# [DATA FOR THIS EXERCISE]

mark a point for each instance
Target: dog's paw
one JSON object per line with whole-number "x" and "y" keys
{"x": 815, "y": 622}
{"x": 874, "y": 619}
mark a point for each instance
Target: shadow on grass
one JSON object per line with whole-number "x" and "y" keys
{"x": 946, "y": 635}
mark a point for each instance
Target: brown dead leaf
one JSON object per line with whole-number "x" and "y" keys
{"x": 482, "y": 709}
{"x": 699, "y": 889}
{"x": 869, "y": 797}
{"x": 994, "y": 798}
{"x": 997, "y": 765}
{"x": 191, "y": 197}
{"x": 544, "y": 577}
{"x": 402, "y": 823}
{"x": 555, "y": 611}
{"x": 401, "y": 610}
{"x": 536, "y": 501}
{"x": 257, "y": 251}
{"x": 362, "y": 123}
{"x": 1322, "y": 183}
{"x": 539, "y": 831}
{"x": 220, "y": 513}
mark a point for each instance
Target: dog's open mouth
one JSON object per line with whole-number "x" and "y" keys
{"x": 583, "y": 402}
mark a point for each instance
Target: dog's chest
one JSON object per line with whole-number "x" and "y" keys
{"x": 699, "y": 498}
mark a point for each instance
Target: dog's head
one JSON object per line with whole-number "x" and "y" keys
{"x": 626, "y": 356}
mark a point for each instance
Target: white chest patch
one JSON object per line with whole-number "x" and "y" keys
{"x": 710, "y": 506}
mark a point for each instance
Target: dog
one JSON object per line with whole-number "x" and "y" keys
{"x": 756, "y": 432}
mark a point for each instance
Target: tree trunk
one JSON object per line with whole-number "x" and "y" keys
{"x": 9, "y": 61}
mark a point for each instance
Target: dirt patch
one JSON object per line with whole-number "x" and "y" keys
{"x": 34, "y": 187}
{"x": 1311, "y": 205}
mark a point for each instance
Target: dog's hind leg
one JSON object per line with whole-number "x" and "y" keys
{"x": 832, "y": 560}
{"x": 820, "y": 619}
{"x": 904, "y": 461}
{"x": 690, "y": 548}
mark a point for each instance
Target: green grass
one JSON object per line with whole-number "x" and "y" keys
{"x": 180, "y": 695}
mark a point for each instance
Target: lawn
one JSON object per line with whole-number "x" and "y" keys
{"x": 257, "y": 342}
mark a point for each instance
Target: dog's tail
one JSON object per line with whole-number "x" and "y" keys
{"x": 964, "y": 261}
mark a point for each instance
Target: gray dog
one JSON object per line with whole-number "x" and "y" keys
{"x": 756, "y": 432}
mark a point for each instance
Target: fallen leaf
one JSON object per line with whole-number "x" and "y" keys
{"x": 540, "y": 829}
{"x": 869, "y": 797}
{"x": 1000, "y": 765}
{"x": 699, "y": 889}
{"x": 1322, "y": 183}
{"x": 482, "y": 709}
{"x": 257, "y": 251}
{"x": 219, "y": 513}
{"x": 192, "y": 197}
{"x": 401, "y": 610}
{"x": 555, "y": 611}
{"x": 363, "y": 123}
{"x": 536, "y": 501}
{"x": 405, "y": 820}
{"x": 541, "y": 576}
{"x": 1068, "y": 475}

# [DIRECTIONS]
Could you quote the material above in full, exactly as it stands?

# [PROBLEM SOLUTION]
mark a point for each instance
Target: dog's paw
one JSON object per line with whole-number "x" and "y" keys
{"x": 815, "y": 622}
{"x": 874, "y": 619}
mark a point for each instance
Target: shadow on grass
one JSON object per line with whole-number "x" and "y" keys
{"x": 946, "y": 635}
mark a point for each instance
Target: brown dead leaf
one JSON object per line with whole-number "x" and "y" keys
{"x": 482, "y": 709}
{"x": 699, "y": 889}
{"x": 869, "y": 797}
{"x": 994, "y": 798}
{"x": 997, "y": 765}
{"x": 191, "y": 197}
{"x": 544, "y": 577}
{"x": 402, "y": 823}
{"x": 555, "y": 611}
{"x": 401, "y": 610}
{"x": 536, "y": 501}
{"x": 257, "y": 251}
{"x": 362, "y": 123}
{"x": 1322, "y": 183}
{"x": 539, "y": 831}
{"x": 220, "y": 513}
mark a point for each instance
Target: dog's open mouth
one JSON object per line with whole-number "x" and "y" keys
{"x": 583, "y": 402}
mark a point for each instance
Target: dog's chest
one JSON object per line with whole-number "x" and "y" keys
{"x": 699, "y": 498}
mark a point for each instance
Target: dog's head
one JSON object per line with whole-number "x" and "y" keys
{"x": 626, "y": 356}
mark a point for each instance
Target: white chest patch
one JSON object per line with whole-number "x" and "y" keys
{"x": 710, "y": 506}
mark a point for each instance
Target: dog
one JSON object per line with whole-number "x" and "y" keys
{"x": 756, "y": 432}
mark a point for each instance
Target: tree trunk
one JSON object per line with whole-number "x" and "y" keys
{"x": 9, "y": 61}
mark a point for each instance
Target: dirt patch
one JSON object per line with whole-number "x" and "y" keys
{"x": 34, "y": 187}
{"x": 1311, "y": 205}
mark a point for each instance
Target: dog's hind leg
one JSON object per line with whole-number "x" and "y" keys
{"x": 832, "y": 560}
{"x": 820, "y": 619}
{"x": 904, "y": 461}
{"x": 690, "y": 548}
mark a point for each instance
Target: green grass
one JSON object per line with whole-number "x" and "y" keys
{"x": 180, "y": 695}
mark a point for each instance
Target: lawn
one JSON object per line with whole-number "x" and "y" keys
{"x": 257, "y": 342}
mark a point for each instance
Target: dog's tail
one JSON object per line with whole-number "x" and "y" keys
{"x": 964, "y": 261}
mark a point for each instance
Target: gray dog
one JSON object per line with whole-number "x" and "y" keys
{"x": 756, "y": 432}
mark a point for each instance
Target: fallen leaf
one JSON object per line with whole-number "x" and "y" keys
{"x": 540, "y": 829}
{"x": 869, "y": 797}
{"x": 1000, "y": 765}
{"x": 699, "y": 889}
{"x": 1322, "y": 183}
{"x": 482, "y": 709}
{"x": 257, "y": 251}
{"x": 219, "y": 513}
{"x": 192, "y": 197}
{"x": 401, "y": 610}
{"x": 555, "y": 611}
{"x": 363, "y": 123}
{"x": 536, "y": 501}
{"x": 405, "y": 820}
{"x": 541, "y": 576}
{"x": 1068, "y": 475}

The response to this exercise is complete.